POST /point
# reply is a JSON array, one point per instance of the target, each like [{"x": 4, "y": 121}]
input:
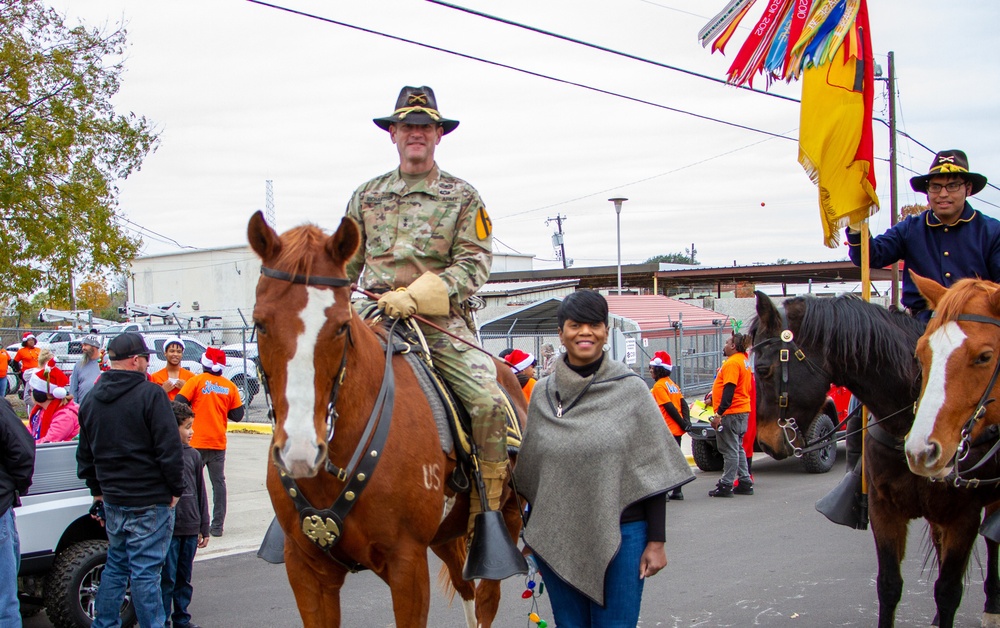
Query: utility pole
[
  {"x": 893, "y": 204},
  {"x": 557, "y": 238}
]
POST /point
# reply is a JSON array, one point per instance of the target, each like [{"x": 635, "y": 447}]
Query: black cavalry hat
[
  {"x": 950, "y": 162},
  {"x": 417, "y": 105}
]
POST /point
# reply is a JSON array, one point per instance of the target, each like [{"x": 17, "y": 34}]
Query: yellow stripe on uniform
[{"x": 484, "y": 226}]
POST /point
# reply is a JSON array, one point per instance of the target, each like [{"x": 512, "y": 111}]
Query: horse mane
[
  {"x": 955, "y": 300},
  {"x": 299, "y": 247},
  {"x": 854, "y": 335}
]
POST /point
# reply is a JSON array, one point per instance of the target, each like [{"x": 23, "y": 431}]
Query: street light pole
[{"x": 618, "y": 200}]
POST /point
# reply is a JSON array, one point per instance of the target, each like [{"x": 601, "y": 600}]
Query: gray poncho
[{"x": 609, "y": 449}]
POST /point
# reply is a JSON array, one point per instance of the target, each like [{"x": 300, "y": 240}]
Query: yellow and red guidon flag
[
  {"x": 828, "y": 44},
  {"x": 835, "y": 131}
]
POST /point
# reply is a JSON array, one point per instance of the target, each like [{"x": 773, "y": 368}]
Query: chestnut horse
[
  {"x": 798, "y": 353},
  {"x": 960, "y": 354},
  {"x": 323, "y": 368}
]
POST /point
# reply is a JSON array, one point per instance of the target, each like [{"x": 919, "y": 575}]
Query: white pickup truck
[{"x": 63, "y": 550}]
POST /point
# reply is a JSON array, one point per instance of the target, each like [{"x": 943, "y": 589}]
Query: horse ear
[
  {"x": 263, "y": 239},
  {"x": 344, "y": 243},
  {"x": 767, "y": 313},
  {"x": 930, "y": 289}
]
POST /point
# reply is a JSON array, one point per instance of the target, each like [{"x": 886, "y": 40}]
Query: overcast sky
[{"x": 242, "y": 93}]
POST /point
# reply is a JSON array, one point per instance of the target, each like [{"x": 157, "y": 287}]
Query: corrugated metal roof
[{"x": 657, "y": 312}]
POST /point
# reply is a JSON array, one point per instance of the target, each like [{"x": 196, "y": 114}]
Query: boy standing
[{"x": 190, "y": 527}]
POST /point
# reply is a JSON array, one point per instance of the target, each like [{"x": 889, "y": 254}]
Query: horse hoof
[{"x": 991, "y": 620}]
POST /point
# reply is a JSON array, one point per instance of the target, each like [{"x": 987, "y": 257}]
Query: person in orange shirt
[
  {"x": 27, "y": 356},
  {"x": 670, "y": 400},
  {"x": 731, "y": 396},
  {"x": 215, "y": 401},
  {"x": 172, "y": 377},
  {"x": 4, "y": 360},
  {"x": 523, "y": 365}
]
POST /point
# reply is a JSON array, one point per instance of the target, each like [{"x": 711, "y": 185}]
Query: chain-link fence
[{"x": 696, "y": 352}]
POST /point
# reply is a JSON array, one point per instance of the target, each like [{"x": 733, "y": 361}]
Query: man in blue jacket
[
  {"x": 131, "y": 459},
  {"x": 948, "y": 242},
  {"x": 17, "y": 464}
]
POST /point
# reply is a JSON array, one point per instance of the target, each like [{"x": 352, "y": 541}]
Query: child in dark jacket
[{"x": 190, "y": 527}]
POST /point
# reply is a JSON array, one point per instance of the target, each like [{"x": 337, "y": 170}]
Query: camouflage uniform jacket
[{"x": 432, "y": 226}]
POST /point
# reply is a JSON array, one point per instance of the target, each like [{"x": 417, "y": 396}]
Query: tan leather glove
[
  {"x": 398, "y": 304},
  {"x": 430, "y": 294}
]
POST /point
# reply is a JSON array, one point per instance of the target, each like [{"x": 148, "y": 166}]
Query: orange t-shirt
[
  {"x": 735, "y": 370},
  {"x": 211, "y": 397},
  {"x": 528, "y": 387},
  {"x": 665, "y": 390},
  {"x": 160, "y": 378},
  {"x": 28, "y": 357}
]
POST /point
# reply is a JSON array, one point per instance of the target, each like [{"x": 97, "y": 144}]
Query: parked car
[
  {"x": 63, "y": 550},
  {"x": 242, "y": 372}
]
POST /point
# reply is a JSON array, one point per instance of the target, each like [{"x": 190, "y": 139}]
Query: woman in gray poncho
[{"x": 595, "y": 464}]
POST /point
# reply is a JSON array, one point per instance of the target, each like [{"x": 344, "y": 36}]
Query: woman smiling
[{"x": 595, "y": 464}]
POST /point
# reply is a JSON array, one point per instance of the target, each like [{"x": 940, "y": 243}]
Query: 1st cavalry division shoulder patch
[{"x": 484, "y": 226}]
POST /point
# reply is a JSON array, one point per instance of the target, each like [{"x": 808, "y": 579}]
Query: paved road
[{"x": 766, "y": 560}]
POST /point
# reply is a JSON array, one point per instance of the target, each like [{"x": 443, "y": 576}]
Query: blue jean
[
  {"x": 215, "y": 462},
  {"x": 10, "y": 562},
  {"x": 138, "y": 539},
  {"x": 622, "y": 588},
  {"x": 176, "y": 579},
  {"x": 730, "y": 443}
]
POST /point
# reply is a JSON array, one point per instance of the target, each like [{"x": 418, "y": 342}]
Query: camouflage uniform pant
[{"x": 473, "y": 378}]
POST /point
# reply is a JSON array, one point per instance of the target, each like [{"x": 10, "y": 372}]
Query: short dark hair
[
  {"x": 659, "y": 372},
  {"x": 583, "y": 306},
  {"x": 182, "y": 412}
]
★ ★ ★ ★ ★ ★ ★
What you should do: Would you reproduce each line of the material exactly, omitting the images?

Solution to the problem:
POST /point
# reply is a JSON array, one point per instance of the target, each like [{"x": 4, "y": 121}]
input:
Query: utility pole
[
  {"x": 893, "y": 204},
  {"x": 557, "y": 238}
]
POST /point
# reply is a JSON array, one point per instance of the target, each like [{"x": 635, "y": 447}]
Query: black cavalry hat
[
  {"x": 950, "y": 162},
  {"x": 417, "y": 105}
]
POST /point
# reply is a JSON array, one point per instance of the target, each like [{"x": 17, "y": 34}]
Query: yellow stripe on uniform
[{"x": 484, "y": 226}]
POST /point
# reply is a JSON array, one point per instance of the target, each like [{"x": 512, "y": 111}]
Query: horse mane
[
  {"x": 955, "y": 300},
  {"x": 299, "y": 247},
  {"x": 854, "y": 335}
]
POST /point
# reply is a JSON array, one point per instance of the target, each like [{"x": 23, "y": 431}]
Query: street light pole
[{"x": 618, "y": 200}]
POST /point
# reply is a JSON array, one point per instance of the target, each like [{"x": 601, "y": 600}]
Query: gray poncho
[{"x": 609, "y": 449}]
POST /point
# reply is a JSON array, one point per instance of the target, each like [{"x": 300, "y": 240}]
Query: yellow and red guidon flag
[
  {"x": 828, "y": 44},
  {"x": 835, "y": 131}
]
POST /point
# reply is a JSON array, one point per instance of the target, each like [{"x": 773, "y": 368}]
Query: chestnut horse
[
  {"x": 798, "y": 353},
  {"x": 960, "y": 354},
  {"x": 323, "y": 368}
]
POST /point
# reply is a JSON array, one point per instance of the target, each like [{"x": 919, "y": 575}]
Query: white pickup truck
[{"x": 63, "y": 550}]
POST /point
# reply is a JSON array, one point per instance of the target, each like [{"x": 943, "y": 589}]
Query: horse ear
[
  {"x": 263, "y": 239},
  {"x": 344, "y": 243},
  {"x": 767, "y": 313},
  {"x": 930, "y": 289}
]
POST /point
# reply is a JSON array, one point per instance of the target, each like [{"x": 886, "y": 40}]
Query: overcast sky
[{"x": 242, "y": 93}]
POST /point
# reply is a JSON array, one point per instance of the target, each like [{"x": 157, "y": 287}]
Query: corrugated metal roof
[{"x": 657, "y": 312}]
POST /point
# reply is a JSON array, one point per instance of the target, each like [{"x": 196, "y": 114}]
Query: boy standing
[{"x": 190, "y": 527}]
POST /point
# reply is a JSON array, one point per instance of the target, each like [{"x": 889, "y": 254}]
Query: horse hoof
[{"x": 991, "y": 620}]
POST /point
# reply is a JSON array, one point per instance of the target, each like [{"x": 987, "y": 257}]
Query: person in orange shirt
[
  {"x": 27, "y": 356},
  {"x": 670, "y": 400},
  {"x": 731, "y": 396},
  {"x": 215, "y": 401},
  {"x": 172, "y": 377},
  {"x": 4, "y": 360},
  {"x": 523, "y": 365}
]
POST /point
# reply is a JSON array, one point per instance of the target, each like [{"x": 711, "y": 185}]
Query: chain-link fence
[{"x": 696, "y": 352}]
POST /point
# reply is a JSON array, one point per instance of the target, each like [{"x": 733, "y": 361}]
Query: man in blue jacket
[
  {"x": 131, "y": 459},
  {"x": 948, "y": 242},
  {"x": 17, "y": 464}
]
POST /point
# reply is a JSON array, one point per instance of the target, each like [{"x": 352, "y": 541}]
Query: child in dark jacket
[{"x": 190, "y": 527}]
POST /point
# reply is a JSON array, one point per instance of the target, each like [{"x": 337, "y": 170}]
Query: camouflage uniform jacket
[{"x": 432, "y": 226}]
POST /point
# reply is a JSON array, one point per instance of the target, each like [{"x": 417, "y": 396}]
Query: tan leather glove
[
  {"x": 398, "y": 304},
  {"x": 430, "y": 294}
]
POST /point
# reply is a JSON array, one point per instance of the target, each like [{"x": 148, "y": 166}]
Query: orange t-shirt
[
  {"x": 735, "y": 370},
  {"x": 211, "y": 397},
  {"x": 528, "y": 387},
  {"x": 665, "y": 390},
  {"x": 160, "y": 378},
  {"x": 28, "y": 357}
]
POST /point
# reply is a JSON array, one point per instance of the target, each like [{"x": 97, "y": 144}]
Query: parked car
[
  {"x": 63, "y": 550},
  {"x": 242, "y": 372}
]
POST /point
# reply is a JSON array, one point per instance of the target, each like [{"x": 190, "y": 139}]
Query: woman in gray poncho
[{"x": 595, "y": 464}]
POST /point
# reply is a JSON array, one point per instance of the target, each like [{"x": 344, "y": 36}]
Query: woman smiling
[{"x": 595, "y": 464}]
POST /point
# reply is a JSON array, one point per instance of the target, each like [{"x": 940, "y": 243}]
Query: 1st cavalry division shoulder patch
[{"x": 484, "y": 226}]
POST /point
# reply is a JSON array, one point per instance of the target, each like [{"x": 808, "y": 579}]
Query: paved road
[{"x": 766, "y": 560}]
POST /point
# reply is a JSON array, one point per instance of the target, each like [{"x": 443, "y": 576}]
Query: blue jean
[
  {"x": 215, "y": 462},
  {"x": 10, "y": 562},
  {"x": 138, "y": 539},
  {"x": 622, "y": 588},
  {"x": 176, "y": 579},
  {"x": 730, "y": 443}
]
POST /point
# reply is a JSON array, one point per instance of the target, each like [{"x": 418, "y": 342}]
Query: camouflage uniform pant
[{"x": 473, "y": 378}]
POST /point
# reply is a JSON array, one point per instance of the target, each like [{"x": 10, "y": 372}]
Query: short dark hair
[
  {"x": 659, "y": 372},
  {"x": 583, "y": 306},
  {"x": 182, "y": 412}
]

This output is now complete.